• [TEXT SHOWN]
* START *

Harden NFS file-copy plugin and core disk/AIO paths against corrupt input and recoverable failures by linmajia · Pull Request #261 · microsoft/rDSN

linmajia · 2026-06-30T12:59:59Z

Summary

This branch hardens the NFS file-copy plugin (used by replica learning) and
several core disk-engine / AIO / filesystem paths so that recoverable I/O
failures and corrupt or untrusted RPC input no longer abort the host process.
Each fix converts a fatal dassert/uncaught-exception/OOB-access into a
graceful error return through a channel the surrounding code already has
(NFS completion callback, aio callback, or a bool/error_code return).
Happy-path behavior is unchanged; the new code runs only on failure paths.

It also fixes two empty-file (0-byte) copy regressions and advances the
rDSN.dist.service submodule pointer to its merged master
(the replication/meta-server hardening, merged separately as
rDSN.dist.service#30).

Motivation

The NFS service and the shared disk/AIO engine run on every replica node inside
one process. A single recoverable disk error (short write on a full disk,
fsync/close/stat failure, io_destroy during shutdown) or one malformed
NFS RPC from a peer could dassert/throw and abort the whole host — taking down
every healthy replica with it. Several of these were also memory-safety bugs
(OOB reads, uninitialized-heap disclosure into replicated data).

Changes

NFS — untrusted-input hardening

end_get_file_size mismatched list lengths — the response's parallel
size_list/file_list arrays from an untrusted peer were indexed in
lockstep without checking equal length → OOB std::vector::operator[] read.
Now validated up front; rejected with ERR_INVALID_DATA.
end_copy response-size validation — the client wrote
response.file_content.data() for response.size bytes without checking
size against the buffer length → past-the-end read corrupting the
destination with heap memory (disclosure into replicated data) or crash.
Now cross-checked before the local write; rejected with ERR_INVALID_DATA.
(Client-side counterpart of the validation on_copy already does on the
request.)
on_get_file_size source_dir prefix — the server stripped the
source_dir prefix via path.substr(request.source_dir.length()), using the
raw untrusted length as a position into an already-normalized path. A
non-normalized source_dir (e.g. redundant slashes) makes the normalized
path shorter → std::out_of_range thrown off an RPC worker thread (no
try/catch in dispatch) → NFS service abort. Both loops now guard the length
and reject with ERR_INVALID_PARAMETERS.

NFS — recoverable-failure & empty-file handling

File-copy I/O aborts → error channel — continue_write,
handle_completion, close_file GC, and the all-files on_get_file_size
branch now route create_directory/dsn_file_open/dsn_file_close/
file_size failures through the completion channel (or dwarn) instead of
aborting. The local-write pump now iterates instead of recurses, so a
persistent error can't grow the stack.
Zero-byte file copy — empty source files (one size == 0 copy request)
previously failed the whole transfer: first because on_copy rejected
size <= 0 (relaxed to size < 0, keeping the oversized-request overflow
guard), and then because a zero-length aio read/write completes with
ERR_HANDLE_EOF, not ERR_OK. The server now short-circuits a size == 0
request with an empty ERR_OK reply and the client finalizes the segment
inline as success — no zero-length aio is issued.

* END *

• [RAW DATA]
* START *

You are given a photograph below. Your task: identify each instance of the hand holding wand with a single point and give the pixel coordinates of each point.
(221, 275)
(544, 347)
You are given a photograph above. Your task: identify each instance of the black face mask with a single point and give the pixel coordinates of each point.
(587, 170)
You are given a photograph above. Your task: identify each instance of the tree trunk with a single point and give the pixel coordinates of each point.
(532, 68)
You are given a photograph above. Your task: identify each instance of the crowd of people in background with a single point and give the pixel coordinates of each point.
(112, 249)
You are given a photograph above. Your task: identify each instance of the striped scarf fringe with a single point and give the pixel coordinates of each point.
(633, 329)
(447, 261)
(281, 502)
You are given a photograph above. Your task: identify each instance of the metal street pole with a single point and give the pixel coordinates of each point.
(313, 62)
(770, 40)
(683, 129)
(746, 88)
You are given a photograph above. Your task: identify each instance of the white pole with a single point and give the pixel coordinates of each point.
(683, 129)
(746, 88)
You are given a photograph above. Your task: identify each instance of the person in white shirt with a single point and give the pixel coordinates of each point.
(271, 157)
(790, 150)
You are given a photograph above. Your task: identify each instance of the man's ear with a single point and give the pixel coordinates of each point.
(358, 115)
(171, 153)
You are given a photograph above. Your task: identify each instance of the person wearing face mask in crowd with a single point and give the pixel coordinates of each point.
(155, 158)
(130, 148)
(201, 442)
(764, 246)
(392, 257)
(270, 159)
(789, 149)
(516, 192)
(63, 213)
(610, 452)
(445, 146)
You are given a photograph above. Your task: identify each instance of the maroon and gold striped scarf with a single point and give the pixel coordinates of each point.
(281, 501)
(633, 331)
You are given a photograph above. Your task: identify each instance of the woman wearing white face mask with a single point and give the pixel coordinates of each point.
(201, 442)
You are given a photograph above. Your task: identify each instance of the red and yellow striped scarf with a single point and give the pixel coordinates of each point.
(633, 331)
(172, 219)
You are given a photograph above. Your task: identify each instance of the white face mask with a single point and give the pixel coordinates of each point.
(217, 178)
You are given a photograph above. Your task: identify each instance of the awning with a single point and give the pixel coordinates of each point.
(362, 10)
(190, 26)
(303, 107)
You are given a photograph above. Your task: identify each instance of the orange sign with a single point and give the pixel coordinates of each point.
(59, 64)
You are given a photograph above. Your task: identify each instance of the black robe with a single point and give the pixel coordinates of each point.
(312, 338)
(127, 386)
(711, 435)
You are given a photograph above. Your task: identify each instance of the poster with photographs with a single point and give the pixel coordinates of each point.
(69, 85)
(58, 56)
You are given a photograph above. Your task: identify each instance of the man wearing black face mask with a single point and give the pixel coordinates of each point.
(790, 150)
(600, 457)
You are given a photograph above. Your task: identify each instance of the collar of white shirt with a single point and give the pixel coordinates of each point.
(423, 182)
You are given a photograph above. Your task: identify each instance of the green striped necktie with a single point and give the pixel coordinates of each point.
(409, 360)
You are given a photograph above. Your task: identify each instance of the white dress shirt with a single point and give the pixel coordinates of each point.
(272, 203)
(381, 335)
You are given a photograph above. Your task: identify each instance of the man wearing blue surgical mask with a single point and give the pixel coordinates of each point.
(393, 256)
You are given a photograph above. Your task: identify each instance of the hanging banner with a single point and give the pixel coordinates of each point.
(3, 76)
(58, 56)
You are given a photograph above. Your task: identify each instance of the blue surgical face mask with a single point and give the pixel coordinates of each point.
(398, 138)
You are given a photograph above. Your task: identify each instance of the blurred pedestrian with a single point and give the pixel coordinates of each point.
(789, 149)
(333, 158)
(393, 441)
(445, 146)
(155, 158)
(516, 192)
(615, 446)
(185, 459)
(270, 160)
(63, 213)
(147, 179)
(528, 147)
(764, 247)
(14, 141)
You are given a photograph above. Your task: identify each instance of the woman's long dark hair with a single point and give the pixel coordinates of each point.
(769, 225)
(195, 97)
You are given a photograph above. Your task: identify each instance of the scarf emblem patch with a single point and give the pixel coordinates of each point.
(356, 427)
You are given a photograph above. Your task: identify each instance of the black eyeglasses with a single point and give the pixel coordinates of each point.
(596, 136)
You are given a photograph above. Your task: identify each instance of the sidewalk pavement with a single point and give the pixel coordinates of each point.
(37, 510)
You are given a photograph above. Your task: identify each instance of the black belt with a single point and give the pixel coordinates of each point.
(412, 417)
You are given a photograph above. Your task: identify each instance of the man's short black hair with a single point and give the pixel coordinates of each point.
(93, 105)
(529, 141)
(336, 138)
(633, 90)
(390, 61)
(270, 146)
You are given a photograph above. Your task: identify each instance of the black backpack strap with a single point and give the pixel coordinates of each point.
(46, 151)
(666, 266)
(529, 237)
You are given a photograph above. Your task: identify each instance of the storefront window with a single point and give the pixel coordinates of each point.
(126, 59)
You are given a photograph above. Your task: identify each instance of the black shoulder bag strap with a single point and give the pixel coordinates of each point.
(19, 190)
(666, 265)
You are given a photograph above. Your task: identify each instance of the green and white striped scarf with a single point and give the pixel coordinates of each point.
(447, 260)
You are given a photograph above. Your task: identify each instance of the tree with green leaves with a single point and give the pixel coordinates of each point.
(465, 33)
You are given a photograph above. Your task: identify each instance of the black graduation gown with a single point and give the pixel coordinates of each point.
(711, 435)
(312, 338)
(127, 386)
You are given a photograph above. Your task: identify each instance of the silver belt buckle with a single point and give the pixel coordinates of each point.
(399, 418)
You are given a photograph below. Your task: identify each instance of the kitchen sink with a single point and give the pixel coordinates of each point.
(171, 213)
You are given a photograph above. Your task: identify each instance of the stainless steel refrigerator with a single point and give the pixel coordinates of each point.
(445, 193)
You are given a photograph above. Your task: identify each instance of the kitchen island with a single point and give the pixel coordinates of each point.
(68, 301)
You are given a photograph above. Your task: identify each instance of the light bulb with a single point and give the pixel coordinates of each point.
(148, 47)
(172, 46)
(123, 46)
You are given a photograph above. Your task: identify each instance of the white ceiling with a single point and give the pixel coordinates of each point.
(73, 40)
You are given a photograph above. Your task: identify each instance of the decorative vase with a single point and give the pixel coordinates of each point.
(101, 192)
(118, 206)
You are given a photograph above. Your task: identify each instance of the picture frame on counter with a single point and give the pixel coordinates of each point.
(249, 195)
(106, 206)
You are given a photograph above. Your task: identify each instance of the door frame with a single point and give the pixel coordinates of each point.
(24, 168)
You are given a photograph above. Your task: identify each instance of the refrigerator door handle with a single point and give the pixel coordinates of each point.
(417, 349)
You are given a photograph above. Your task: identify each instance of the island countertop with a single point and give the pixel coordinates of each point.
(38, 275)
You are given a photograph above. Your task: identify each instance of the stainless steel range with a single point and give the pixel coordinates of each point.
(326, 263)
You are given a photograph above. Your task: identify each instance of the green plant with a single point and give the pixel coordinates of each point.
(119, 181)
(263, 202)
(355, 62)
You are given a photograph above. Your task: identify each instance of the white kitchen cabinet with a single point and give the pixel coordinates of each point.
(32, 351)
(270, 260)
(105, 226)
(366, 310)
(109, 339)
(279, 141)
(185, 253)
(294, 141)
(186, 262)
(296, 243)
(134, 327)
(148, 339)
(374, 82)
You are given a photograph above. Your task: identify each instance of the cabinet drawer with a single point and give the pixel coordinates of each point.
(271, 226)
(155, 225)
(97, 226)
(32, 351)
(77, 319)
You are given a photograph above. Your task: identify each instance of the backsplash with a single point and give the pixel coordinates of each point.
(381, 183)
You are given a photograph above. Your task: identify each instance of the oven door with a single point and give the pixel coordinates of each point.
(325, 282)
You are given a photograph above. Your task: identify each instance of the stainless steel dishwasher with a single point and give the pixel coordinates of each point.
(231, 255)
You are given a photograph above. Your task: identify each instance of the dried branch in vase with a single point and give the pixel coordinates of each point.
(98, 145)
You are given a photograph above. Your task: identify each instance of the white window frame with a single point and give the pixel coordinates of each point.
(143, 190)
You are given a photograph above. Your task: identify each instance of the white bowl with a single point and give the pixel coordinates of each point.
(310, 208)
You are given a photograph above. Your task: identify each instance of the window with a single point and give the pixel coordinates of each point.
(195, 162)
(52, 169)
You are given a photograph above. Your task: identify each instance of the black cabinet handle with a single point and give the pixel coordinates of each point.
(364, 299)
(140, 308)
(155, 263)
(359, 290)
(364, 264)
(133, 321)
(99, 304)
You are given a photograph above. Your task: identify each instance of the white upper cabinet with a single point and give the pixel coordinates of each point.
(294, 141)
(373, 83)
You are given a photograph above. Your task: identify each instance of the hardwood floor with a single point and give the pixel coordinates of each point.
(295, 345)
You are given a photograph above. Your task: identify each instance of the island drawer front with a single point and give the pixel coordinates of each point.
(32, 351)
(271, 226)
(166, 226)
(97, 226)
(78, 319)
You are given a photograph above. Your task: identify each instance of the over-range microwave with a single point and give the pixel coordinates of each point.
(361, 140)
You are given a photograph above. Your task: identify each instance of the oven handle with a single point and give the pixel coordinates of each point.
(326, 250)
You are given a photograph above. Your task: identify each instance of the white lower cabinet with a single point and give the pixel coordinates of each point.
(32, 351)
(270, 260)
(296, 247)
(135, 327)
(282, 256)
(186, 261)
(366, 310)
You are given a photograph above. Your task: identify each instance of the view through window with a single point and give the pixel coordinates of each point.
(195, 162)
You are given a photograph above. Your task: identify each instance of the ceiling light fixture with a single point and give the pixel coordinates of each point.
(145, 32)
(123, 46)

* END *

• [DIRECTIONS]
A. Please reproduce the pull request from "Each fix converts" to "on failure paths.", swapping "graceful error return" for "clean error return".
B. According to the pull request, which error code does a zero-length aio read or write complete with?
C. Translate this sentence from the pull request into Spanish: "Happy-path behavior is unchanged; the new code runs only on failure paths."
The data has nothing to do with these tasks.

• [ANSWERS GIVEN]
A.
Each fix converts a fatal dassert/uncaught-exception/OOB-access into a
clean error return through a channel the surrounding code already has
(NFS completion callback, aio callback, or a bool/error_code return).
Happy-path behavior is unchanged; the new code runs only on failure paths.

B. ERR_HANDLE_EOF

C. El comportamiento del caso normal no cambia; el nuevo código solo se ejecuta en las rutas de fallo.